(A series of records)
____
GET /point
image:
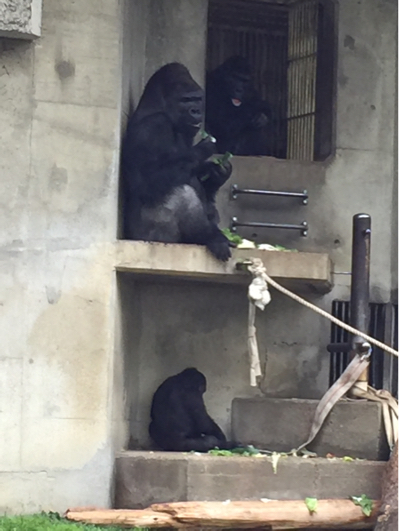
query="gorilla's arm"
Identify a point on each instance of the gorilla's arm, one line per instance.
(213, 176)
(203, 422)
(159, 164)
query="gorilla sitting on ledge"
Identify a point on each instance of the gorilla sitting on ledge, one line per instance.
(236, 116)
(169, 186)
(179, 420)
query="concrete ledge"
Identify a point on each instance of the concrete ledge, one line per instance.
(20, 19)
(354, 427)
(297, 270)
(143, 478)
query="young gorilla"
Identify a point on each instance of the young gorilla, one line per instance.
(179, 420)
(169, 186)
(235, 115)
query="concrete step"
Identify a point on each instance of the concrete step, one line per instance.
(144, 477)
(300, 271)
(353, 428)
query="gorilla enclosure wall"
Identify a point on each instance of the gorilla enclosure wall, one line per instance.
(166, 326)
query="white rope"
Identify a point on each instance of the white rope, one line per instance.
(259, 297)
(318, 310)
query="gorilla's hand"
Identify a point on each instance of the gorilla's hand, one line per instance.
(205, 149)
(215, 173)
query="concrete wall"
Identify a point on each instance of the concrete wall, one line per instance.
(72, 382)
(60, 114)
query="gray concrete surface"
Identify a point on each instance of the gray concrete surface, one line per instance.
(303, 271)
(353, 428)
(143, 478)
(20, 19)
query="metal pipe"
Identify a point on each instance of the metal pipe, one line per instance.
(276, 193)
(360, 280)
(303, 227)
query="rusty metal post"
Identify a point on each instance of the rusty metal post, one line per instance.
(360, 281)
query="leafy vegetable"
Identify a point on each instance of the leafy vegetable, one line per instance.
(311, 504)
(204, 135)
(275, 458)
(364, 502)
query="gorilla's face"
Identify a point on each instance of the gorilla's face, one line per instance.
(192, 380)
(185, 108)
(237, 85)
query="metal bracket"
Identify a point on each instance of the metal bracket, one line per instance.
(235, 191)
(234, 223)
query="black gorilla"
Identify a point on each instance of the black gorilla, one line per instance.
(179, 420)
(235, 115)
(169, 186)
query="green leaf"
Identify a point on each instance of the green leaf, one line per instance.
(311, 504)
(364, 502)
(275, 457)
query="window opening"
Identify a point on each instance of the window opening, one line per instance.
(290, 47)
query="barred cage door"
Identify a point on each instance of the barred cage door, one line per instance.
(302, 68)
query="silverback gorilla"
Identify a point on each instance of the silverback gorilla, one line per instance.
(169, 185)
(235, 115)
(179, 420)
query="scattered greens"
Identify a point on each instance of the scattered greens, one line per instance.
(311, 504)
(204, 135)
(246, 451)
(275, 458)
(50, 522)
(364, 502)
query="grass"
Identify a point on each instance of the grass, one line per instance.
(50, 522)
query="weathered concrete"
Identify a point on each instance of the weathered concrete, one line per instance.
(353, 428)
(60, 118)
(20, 19)
(307, 270)
(143, 478)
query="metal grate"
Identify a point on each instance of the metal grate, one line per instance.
(258, 31)
(383, 325)
(302, 66)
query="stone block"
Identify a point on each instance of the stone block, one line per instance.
(353, 428)
(143, 478)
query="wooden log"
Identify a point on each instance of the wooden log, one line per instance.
(275, 513)
(123, 517)
(279, 514)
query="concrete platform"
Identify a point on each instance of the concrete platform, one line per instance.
(301, 271)
(143, 478)
(353, 428)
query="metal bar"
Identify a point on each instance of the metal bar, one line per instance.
(302, 195)
(360, 279)
(303, 227)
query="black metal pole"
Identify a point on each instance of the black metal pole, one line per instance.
(360, 277)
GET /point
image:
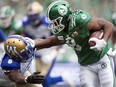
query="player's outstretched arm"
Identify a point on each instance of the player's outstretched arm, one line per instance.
(18, 78)
(48, 42)
(101, 24)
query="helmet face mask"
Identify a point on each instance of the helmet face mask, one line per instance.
(56, 25)
(57, 15)
(6, 16)
(17, 48)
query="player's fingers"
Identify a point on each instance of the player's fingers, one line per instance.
(36, 73)
(93, 39)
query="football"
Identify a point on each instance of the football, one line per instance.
(96, 34)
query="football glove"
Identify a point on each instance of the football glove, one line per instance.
(35, 78)
(30, 41)
(100, 44)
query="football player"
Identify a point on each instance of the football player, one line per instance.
(74, 28)
(19, 52)
(8, 23)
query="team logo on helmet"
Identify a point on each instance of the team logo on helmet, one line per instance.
(62, 10)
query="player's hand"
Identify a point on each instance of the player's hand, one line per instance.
(30, 41)
(100, 44)
(35, 78)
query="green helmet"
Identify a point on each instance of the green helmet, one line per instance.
(57, 14)
(6, 16)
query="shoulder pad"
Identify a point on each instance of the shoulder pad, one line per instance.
(79, 18)
(9, 64)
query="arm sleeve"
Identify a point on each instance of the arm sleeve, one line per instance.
(2, 36)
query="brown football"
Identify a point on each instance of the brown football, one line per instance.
(96, 34)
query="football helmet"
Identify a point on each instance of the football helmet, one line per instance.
(6, 16)
(33, 12)
(57, 15)
(18, 48)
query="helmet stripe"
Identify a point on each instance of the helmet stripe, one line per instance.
(51, 5)
(18, 38)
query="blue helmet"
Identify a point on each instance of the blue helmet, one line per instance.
(18, 48)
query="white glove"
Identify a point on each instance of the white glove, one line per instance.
(30, 41)
(100, 44)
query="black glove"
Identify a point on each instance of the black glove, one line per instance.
(35, 78)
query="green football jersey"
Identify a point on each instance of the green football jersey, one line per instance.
(15, 28)
(77, 37)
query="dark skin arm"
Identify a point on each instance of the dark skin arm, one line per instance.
(16, 77)
(101, 24)
(45, 43)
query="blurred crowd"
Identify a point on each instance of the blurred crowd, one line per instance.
(28, 18)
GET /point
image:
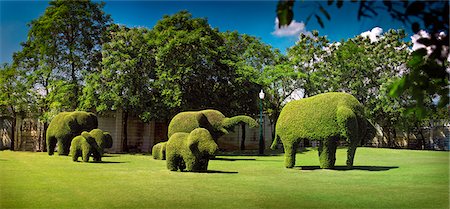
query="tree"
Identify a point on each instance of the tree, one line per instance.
(195, 68)
(126, 79)
(14, 96)
(427, 75)
(60, 51)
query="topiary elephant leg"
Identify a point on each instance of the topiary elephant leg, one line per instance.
(172, 162)
(51, 144)
(85, 155)
(351, 152)
(76, 155)
(327, 153)
(290, 150)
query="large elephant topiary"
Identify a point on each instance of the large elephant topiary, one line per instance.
(326, 118)
(212, 120)
(90, 143)
(190, 151)
(159, 151)
(65, 126)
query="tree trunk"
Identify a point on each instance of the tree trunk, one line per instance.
(243, 136)
(125, 132)
(422, 142)
(44, 138)
(13, 133)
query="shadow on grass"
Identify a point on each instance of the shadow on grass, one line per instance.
(233, 159)
(107, 162)
(345, 168)
(214, 171)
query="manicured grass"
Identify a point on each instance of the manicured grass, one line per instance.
(382, 178)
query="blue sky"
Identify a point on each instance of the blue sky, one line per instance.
(255, 18)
____
## Objective
Pull out every line of the data above that contains the string "ledge", keeping each line intact.

## Solution to this exercise
query="gorilla sitting on ledge"
Identify a point on each instance of the gorilla sitting on ledge, one line per instance.
query="concrete ledge"
Identify a point on each instance of the concrete ledge, one line per instance.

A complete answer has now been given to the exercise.